DOCUMENT SECTION:
------------------------------------

In 2017, Akabusi became a commentator on ITV's Bigheads with Jenny Powell. He also featured on the fifth series of Big Star's Little Star with his son Alannam. Since 2018 he has regularly appeared in adverts for Ladbrokes online betting.

Akabusi makes appearances on GB News reviewing papers

==Honours==
In 1991 it was announced that he would be appointed a Member of the Order of the British Empire by Queen Elizabeth II in recognition of his services to the country through athletics. In 1992 he was awarded an honorary degree from the University of Southampton.

==Political views==
In 1998, Akabusi discussed voting for the Conservative Party. In 2011, he supported the 'Yes' side in the Alternative Vote referendum. In August 2014, he was one of 200 public figures who signed a letter to The Guardian expressing their hope that Scotland would vote to remain part of the United Kingdom in September's referendum on that issue. In 2016, Akabusi stated on Twitter he backed Vote Leave and voted for Brexit.

------------------------------------

DATA:
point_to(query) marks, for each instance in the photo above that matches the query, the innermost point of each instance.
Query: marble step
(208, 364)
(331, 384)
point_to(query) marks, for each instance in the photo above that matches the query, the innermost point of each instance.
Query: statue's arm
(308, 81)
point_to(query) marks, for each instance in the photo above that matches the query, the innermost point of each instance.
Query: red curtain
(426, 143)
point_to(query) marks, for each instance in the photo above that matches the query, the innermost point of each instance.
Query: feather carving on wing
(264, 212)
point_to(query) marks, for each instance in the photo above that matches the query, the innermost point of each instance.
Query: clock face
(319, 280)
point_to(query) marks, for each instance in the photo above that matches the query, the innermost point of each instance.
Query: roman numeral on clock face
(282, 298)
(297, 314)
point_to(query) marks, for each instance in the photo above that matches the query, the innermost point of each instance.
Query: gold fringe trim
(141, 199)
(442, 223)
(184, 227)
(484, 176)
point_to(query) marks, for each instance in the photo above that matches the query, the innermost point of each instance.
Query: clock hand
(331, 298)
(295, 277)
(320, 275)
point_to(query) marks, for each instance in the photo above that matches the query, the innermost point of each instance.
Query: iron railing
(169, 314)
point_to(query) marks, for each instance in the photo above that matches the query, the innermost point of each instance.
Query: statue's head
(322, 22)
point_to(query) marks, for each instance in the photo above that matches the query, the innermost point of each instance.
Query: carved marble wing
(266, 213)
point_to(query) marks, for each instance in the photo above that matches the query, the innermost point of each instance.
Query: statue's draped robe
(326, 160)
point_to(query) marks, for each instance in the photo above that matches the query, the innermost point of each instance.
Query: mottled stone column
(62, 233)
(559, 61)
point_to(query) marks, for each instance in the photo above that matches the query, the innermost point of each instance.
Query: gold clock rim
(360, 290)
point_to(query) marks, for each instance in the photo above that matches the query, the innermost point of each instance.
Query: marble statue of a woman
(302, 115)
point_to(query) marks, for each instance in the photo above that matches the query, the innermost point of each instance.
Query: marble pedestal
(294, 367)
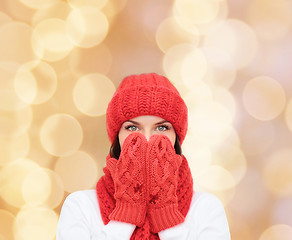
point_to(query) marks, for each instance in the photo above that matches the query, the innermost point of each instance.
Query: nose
(147, 134)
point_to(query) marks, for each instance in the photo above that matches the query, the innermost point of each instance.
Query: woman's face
(148, 126)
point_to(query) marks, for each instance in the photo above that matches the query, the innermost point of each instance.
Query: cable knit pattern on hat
(129, 179)
(146, 94)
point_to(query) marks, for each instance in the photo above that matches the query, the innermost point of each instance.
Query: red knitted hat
(146, 94)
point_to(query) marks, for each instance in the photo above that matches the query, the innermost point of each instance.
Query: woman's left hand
(163, 165)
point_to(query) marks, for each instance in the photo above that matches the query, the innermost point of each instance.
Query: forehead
(147, 119)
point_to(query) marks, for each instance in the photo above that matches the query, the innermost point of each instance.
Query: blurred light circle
(112, 8)
(215, 178)
(251, 187)
(251, 135)
(80, 3)
(170, 33)
(51, 39)
(9, 99)
(173, 60)
(288, 115)
(78, 171)
(56, 194)
(87, 26)
(92, 93)
(235, 38)
(197, 95)
(277, 232)
(282, 211)
(12, 177)
(13, 148)
(36, 4)
(264, 98)
(59, 10)
(197, 11)
(6, 224)
(14, 51)
(221, 69)
(36, 186)
(271, 20)
(194, 67)
(36, 222)
(15, 123)
(277, 173)
(35, 82)
(61, 134)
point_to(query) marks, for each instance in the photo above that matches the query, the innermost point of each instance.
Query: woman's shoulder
(204, 202)
(82, 195)
(83, 201)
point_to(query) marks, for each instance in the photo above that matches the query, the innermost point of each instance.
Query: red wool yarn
(146, 94)
(105, 189)
(137, 95)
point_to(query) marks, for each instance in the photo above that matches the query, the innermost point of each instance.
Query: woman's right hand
(129, 179)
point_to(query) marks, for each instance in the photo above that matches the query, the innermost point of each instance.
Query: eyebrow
(134, 122)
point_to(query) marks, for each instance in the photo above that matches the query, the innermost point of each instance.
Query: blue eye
(162, 128)
(131, 128)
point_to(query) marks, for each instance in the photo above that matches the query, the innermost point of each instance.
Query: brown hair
(115, 149)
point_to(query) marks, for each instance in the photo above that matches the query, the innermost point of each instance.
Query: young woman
(147, 188)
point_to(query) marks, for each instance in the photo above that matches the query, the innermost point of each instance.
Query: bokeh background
(60, 62)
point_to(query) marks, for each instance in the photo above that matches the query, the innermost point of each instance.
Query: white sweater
(80, 219)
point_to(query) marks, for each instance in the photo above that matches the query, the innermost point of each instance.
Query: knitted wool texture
(146, 94)
(106, 190)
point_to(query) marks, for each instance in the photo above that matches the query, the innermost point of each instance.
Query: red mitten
(163, 164)
(129, 178)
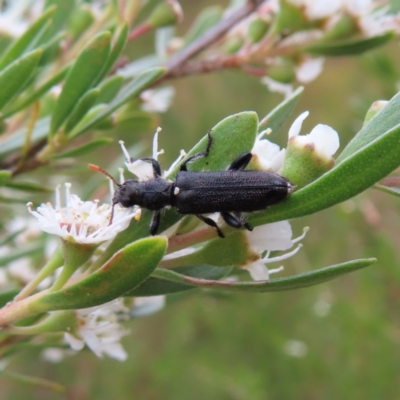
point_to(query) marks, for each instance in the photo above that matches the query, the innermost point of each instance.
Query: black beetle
(228, 192)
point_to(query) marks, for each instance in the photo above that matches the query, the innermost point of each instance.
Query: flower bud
(257, 29)
(309, 156)
(282, 71)
(233, 44)
(374, 109)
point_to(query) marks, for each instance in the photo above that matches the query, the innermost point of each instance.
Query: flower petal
(275, 236)
(297, 124)
(325, 139)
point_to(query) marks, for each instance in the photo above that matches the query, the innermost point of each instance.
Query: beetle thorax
(153, 194)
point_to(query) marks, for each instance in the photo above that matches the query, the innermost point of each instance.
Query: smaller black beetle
(228, 192)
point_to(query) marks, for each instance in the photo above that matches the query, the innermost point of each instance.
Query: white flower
(157, 100)
(267, 154)
(100, 331)
(144, 169)
(324, 138)
(81, 221)
(309, 69)
(144, 306)
(270, 237)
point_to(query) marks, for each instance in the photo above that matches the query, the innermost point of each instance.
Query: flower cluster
(79, 221)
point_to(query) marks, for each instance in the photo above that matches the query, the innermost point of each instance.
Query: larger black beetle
(228, 192)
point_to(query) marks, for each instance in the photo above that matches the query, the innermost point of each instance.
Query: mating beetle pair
(229, 192)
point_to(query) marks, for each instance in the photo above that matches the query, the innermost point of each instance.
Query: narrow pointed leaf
(5, 177)
(123, 272)
(231, 137)
(85, 148)
(14, 77)
(110, 88)
(23, 103)
(31, 380)
(352, 176)
(274, 285)
(7, 295)
(115, 52)
(80, 110)
(64, 8)
(387, 118)
(206, 19)
(81, 77)
(154, 286)
(22, 44)
(135, 87)
(17, 140)
(279, 115)
(349, 47)
(51, 48)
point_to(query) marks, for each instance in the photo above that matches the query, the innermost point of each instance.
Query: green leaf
(135, 87)
(80, 110)
(15, 141)
(115, 52)
(124, 271)
(206, 19)
(85, 148)
(233, 136)
(81, 77)
(386, 119)
(279, 115)
(350, 177)
(63, 11)
(29, 187)
(51, 49)
(348, 47)
(5, 177)
(154, 286)
(274, 285)
(18, 47)
(23, 103)
(14, 77)
(110, 88)
(395, 191)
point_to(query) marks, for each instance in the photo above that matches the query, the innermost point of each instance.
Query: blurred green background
(339, 340)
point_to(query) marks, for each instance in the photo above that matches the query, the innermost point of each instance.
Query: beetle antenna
(112, 213)
(98, 169)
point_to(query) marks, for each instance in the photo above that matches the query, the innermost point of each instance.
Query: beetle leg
(241, 162)
(199, 155)
(155, 164)
(155, 222)
(212, 223)
(243, 220)
(237, 221)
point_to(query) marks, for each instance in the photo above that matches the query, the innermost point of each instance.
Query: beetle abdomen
(241, 191)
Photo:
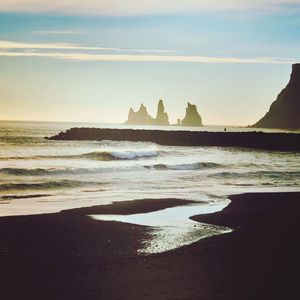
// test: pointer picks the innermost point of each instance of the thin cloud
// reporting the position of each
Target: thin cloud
(5, 45)
(136, 7)
(57, 32)
(149, 58)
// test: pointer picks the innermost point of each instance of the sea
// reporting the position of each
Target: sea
(40, 176)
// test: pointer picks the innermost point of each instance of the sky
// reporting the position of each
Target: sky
(90, 61)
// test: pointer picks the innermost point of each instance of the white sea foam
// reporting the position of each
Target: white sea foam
(42, 176)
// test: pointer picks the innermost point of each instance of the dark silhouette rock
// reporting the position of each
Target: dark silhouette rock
(285, 110)
(162, 117)
(256, 140)
(141, 117)
(192, 117)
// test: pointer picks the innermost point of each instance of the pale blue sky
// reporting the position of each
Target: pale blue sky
(63, 65)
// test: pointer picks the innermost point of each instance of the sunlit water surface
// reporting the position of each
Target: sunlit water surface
(42, 176)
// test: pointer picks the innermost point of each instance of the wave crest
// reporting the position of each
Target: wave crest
(192, 166)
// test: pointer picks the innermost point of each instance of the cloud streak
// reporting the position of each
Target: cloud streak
(136, 7)
(5, 45)
(148, 58)
(57, 32)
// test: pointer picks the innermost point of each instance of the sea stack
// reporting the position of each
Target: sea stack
(141, 117)
(192, 117)
(284, 112)
(162, 117)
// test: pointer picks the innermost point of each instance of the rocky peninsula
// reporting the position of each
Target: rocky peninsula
(285, 110)
(255, 140)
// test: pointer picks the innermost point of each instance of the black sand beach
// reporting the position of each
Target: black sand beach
(70, 256)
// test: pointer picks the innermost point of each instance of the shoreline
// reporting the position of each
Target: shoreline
(70, 256)
(254, 140)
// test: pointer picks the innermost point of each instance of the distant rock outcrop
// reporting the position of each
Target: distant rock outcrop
(141, 117)
(285, 110)
(192, 117)
(162, 117)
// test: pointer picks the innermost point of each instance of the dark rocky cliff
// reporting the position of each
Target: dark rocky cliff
(192, 117)
(285, 110)
(257, 140)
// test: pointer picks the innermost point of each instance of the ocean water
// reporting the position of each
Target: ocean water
(42, 176)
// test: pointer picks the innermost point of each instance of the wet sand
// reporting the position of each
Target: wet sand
(70, 256)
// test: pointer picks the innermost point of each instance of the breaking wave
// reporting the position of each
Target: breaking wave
(193, 166)
(42, 185)
(96, 155)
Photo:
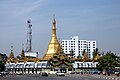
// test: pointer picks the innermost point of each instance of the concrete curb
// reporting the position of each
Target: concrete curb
(109, 78)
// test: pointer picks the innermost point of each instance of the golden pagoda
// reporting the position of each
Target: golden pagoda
(11, 53)
(54, 46)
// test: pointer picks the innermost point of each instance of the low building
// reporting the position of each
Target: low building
(54, 60)
(78, 46)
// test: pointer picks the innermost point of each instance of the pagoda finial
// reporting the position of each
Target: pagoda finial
(11, 48)
(54, 19)
(11, 54)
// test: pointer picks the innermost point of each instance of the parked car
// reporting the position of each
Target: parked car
(44, 74)
(4, 72)
(75, 72)
(60, 74)
(19, 73)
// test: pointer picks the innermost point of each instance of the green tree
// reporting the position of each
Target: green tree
(107, 62)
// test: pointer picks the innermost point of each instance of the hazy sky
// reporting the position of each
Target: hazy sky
(89, 19)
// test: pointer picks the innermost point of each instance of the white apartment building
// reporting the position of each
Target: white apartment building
(78, 46)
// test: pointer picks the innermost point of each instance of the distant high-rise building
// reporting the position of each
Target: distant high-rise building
(77, 46)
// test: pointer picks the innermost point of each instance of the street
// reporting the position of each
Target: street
(50, 77)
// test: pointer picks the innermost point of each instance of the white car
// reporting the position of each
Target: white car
(60, 74)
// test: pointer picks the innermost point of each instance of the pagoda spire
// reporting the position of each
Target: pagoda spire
(11, 53)
(22, 53)
(54, 28)
(54, 46)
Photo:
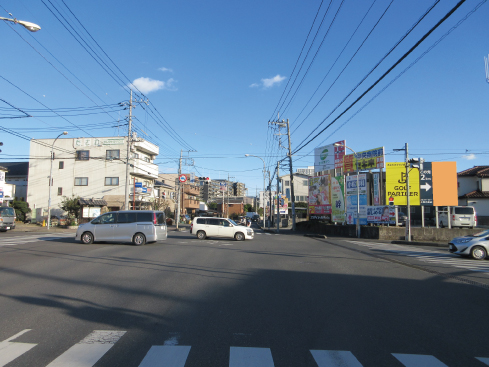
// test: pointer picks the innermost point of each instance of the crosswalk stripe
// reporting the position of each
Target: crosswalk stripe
(418, 360)
(250, 357)
(335, 358)
(89, 350)
(12, 350)
(483, 360)
(166, 356)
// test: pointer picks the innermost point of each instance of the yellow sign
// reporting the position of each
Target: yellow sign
(395, 185)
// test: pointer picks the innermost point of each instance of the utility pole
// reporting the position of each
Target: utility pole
(177, 217)
(289, 154)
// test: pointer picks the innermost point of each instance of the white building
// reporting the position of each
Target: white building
(91, 168)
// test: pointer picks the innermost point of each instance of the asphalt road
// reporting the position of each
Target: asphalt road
(278, 300)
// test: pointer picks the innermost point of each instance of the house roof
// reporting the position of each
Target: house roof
(479, 171)
(16, 168)
(94, 202)
(476, 194)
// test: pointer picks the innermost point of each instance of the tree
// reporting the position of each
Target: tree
(71, 205)
(21, 209)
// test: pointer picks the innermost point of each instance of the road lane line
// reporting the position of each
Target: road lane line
(250, 357)
(335, 358)
(11, 350)
(418, 360)
(89, 350)
(166, 356)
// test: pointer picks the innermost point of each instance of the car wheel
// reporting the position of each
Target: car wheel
(87, 238)
(139, 239)
(201, 235)
(478, 253)
(239, 236)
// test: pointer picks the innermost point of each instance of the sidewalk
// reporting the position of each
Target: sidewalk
(25, 227)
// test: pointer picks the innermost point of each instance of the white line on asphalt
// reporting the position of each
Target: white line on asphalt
(250, 357)
(88, 351)
(418, 360)
(166, 356)
(483, 360)
(335, 358)
(12, 350)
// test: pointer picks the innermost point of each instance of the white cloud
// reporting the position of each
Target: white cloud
(469, 157)
(166, 69)
(148, 85)
(270, 82)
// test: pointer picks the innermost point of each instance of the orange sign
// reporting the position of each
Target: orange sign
(445, 191)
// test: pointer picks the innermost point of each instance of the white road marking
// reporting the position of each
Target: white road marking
(166, 356)
(418, 360)
(89, 350)
(250, 357)
(11, 350)
(335, 358)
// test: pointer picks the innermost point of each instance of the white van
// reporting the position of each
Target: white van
(136, 226)
(460, 216)
(204, 227)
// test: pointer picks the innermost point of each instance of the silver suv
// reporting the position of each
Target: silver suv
(136, 226)
(204, 227)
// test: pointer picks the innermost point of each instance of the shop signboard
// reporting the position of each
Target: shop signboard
(396, 184)
(338, 199)
(329, 156)
(366, 160)
(319, 195)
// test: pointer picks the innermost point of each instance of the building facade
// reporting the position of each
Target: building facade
(91, 168)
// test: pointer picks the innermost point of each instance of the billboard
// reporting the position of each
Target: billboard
(319, 195)
(329, 157)
(338, 199)
(368, 159)
(395, 184)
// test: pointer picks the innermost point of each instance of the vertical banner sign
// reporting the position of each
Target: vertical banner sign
(319, 197)
(351, 198)
(395, 182)
(329, 157)
(338, 199)
(368, 159)
(444, 183)
(376, 188)
(426, 185)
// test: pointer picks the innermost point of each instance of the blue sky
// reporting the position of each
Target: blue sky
(215, 72)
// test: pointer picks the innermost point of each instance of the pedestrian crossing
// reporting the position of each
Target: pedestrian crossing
(429, 256)
(98, 343)
(19, 240)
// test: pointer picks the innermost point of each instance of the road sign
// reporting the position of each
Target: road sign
(426, 185)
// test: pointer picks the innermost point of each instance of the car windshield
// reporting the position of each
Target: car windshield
(480, 234)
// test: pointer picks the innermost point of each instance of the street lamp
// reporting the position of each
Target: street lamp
(51, 178)
(358, 188)
(264, 171)
(28, 25)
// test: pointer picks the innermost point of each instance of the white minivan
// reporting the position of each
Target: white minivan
(204, 227)
(460, 216)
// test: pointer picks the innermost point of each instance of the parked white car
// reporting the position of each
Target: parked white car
(460, 216)
(204, 227)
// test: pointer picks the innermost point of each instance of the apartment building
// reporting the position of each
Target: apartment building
(91, 168)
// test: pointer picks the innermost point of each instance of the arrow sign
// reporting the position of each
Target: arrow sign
(425, 187)
(426, 184)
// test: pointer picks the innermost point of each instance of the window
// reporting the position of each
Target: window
(81, 181)
(111, 181)
(113, 154)
(82, 155)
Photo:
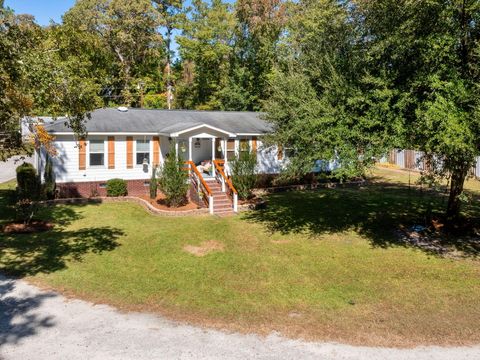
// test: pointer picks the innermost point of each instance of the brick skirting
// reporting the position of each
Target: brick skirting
(89, 189)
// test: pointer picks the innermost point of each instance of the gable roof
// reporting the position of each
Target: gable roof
(169, 122)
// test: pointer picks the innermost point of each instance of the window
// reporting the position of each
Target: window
(244, 146)
(97, 153)
(230, 149)
(143, 151)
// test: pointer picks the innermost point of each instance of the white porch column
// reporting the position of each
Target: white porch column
(190, 148)
(225, 144)
(213, 156)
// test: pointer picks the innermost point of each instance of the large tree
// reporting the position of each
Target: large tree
(360, 76)
(171, 13)
(430, 52)
(260, 26)
(129, 30)
(17, 37)
(324, 103)
(206, 51)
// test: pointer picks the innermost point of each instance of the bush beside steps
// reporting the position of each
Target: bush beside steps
(117, 187)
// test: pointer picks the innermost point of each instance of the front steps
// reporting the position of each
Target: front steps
(222, 205)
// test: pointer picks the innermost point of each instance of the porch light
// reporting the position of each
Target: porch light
(183, 148)
(145, 165)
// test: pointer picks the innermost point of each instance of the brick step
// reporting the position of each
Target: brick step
(222, 208)
(221, 201)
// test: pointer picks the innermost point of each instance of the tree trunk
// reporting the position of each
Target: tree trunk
(456, 188)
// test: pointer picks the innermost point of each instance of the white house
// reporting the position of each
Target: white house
(127, 143)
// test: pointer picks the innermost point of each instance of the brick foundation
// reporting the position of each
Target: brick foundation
(90, 189)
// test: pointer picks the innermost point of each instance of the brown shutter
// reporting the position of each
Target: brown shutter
(82, 154)
(156, 151)
(111, 152)
(280, 152)
(129, 152)
(230, 149)
(218, 154)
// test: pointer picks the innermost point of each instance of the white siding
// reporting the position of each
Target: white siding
(66, 163)
(267, 159)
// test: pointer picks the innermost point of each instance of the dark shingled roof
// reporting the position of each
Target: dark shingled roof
(168, 121)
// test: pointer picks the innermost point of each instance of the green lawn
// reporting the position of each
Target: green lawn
(320, 265)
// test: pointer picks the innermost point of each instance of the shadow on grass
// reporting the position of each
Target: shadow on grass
(46, 252)
(17, 313)
(375, 211)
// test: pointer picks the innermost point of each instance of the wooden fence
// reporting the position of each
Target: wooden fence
(415, 160)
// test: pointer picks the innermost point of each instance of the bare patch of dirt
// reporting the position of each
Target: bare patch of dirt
(285, 241)
(32, 227)
(160, 203)
(204, 248)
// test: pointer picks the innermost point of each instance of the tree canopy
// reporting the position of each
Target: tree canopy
(343, 80)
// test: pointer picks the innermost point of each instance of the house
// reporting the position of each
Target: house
(126, 143)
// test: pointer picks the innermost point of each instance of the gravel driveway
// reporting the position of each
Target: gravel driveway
(36, 324)
(7, 168)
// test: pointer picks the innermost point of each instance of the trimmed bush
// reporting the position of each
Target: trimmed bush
(243, 172)
(25, 209)
(49, 179)
(116, 187)
(173, 179)
(28, 184)
(153, 183)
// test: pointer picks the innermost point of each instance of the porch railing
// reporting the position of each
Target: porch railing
(203, 190)
(227, 186)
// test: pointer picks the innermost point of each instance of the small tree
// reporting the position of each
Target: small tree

------------------------------------

ABOUT THIS EXERCISE: Transcribe part of the passage on Akabusi: begin at the words "In 2017, Akabusi", and stop after "Ladbrokes online betting.". The lines are not needed.

EXERCISE RESULT:
In 2017, Akabusi became a commentator on ITV's Bigheads with Jenny Powell. He also featured on the fifth series of Big Star's Little Star with his son Alannam. Since 2018 he has regularly appeared in adverts for Ladbrokes online betting.